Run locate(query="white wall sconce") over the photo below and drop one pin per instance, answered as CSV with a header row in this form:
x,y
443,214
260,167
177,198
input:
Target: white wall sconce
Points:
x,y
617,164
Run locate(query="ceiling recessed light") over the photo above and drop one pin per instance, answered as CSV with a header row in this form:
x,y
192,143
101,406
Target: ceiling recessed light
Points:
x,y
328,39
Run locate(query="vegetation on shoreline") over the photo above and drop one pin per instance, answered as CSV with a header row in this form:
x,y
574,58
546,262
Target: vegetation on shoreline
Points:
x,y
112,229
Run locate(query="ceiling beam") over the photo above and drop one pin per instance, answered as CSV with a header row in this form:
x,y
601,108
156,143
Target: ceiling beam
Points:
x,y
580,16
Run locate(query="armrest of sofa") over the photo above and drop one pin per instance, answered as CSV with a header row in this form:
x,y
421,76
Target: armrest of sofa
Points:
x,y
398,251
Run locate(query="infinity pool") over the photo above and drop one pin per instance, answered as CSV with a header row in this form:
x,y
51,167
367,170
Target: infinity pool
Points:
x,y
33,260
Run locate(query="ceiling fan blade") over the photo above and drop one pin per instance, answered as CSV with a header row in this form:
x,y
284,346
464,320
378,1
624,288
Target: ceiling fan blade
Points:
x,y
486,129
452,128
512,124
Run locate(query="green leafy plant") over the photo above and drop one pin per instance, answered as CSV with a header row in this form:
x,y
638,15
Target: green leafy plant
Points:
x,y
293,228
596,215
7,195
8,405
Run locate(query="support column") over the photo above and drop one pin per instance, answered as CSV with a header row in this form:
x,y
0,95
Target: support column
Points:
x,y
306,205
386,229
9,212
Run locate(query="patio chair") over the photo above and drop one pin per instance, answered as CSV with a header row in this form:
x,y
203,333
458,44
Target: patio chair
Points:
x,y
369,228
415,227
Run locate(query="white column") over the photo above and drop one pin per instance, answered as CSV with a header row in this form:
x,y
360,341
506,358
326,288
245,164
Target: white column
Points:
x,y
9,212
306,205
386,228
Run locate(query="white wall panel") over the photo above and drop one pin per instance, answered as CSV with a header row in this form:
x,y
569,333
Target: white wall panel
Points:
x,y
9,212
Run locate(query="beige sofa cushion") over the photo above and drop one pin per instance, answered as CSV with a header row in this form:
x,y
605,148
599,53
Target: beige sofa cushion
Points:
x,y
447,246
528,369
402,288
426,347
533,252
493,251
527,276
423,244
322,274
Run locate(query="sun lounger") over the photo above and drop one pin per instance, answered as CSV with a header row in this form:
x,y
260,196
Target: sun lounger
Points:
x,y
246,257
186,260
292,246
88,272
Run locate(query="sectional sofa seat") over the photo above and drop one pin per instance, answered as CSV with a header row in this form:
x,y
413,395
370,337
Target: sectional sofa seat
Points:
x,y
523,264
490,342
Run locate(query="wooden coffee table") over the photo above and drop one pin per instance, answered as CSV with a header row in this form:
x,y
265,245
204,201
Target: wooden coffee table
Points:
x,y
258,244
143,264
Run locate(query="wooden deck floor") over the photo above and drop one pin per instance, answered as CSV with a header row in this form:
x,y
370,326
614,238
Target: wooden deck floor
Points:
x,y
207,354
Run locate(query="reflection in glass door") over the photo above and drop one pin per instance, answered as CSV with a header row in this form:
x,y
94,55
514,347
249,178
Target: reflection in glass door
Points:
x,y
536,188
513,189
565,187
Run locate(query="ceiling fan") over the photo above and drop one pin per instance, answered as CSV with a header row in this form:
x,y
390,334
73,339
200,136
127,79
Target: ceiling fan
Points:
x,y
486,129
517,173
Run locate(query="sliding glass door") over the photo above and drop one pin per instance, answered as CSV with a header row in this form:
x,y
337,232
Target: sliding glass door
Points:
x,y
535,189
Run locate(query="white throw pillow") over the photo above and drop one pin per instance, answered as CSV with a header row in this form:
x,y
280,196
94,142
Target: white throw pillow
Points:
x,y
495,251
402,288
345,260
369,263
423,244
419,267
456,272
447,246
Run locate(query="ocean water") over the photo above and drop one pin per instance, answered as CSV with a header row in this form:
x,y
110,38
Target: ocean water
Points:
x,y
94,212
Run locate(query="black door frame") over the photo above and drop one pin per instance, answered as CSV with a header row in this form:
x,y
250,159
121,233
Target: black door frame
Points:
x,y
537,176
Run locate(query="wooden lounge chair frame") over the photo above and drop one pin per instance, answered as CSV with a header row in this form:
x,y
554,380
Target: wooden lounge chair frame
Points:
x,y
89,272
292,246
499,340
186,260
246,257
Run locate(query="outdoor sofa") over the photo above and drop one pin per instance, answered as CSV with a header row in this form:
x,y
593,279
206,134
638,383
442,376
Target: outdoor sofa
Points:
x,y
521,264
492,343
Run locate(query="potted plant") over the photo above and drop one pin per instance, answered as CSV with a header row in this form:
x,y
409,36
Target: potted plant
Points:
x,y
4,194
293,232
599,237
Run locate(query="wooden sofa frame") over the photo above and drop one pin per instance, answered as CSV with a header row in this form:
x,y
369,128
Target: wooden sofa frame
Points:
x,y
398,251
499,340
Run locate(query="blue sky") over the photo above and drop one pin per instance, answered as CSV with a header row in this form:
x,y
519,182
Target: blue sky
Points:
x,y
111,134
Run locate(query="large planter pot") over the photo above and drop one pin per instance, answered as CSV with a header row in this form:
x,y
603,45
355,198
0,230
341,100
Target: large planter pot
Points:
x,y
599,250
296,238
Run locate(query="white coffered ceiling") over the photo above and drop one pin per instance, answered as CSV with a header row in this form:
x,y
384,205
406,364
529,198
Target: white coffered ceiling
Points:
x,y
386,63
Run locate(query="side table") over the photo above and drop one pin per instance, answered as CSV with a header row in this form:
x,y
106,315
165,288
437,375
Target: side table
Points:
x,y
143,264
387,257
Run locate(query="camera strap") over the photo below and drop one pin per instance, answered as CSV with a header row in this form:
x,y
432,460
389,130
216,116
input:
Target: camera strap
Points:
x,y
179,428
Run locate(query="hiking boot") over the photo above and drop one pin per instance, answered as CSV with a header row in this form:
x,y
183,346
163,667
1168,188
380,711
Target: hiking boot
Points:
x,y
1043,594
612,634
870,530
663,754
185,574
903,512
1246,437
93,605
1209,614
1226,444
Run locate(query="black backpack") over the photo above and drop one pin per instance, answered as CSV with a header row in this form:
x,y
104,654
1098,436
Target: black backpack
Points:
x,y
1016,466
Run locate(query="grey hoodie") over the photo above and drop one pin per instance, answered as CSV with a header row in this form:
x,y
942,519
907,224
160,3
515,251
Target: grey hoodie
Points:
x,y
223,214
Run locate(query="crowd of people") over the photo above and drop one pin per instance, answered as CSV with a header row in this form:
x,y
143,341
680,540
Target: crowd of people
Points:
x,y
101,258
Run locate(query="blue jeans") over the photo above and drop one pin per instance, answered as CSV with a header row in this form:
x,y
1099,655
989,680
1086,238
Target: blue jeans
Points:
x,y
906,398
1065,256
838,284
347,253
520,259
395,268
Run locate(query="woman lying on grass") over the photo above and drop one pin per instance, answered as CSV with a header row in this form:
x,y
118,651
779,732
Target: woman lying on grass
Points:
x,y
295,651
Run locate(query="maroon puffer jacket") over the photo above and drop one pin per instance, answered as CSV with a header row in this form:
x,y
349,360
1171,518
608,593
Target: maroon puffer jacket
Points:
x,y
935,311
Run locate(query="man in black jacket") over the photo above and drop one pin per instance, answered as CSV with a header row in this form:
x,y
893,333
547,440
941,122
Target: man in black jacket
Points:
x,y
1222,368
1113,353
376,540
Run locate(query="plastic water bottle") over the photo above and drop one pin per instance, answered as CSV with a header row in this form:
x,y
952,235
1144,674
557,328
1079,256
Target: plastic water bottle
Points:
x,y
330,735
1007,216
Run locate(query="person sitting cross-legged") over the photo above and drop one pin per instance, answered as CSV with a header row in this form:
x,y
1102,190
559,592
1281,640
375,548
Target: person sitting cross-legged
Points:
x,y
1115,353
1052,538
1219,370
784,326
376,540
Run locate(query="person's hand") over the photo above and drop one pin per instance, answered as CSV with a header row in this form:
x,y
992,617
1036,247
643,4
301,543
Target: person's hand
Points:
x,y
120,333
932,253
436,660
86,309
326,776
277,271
--*--
#### [PROBLEM TO SOLVE]
Count the lines of the listing above that contain the string "deck", and give only that number.

#### [RESPONSE]
2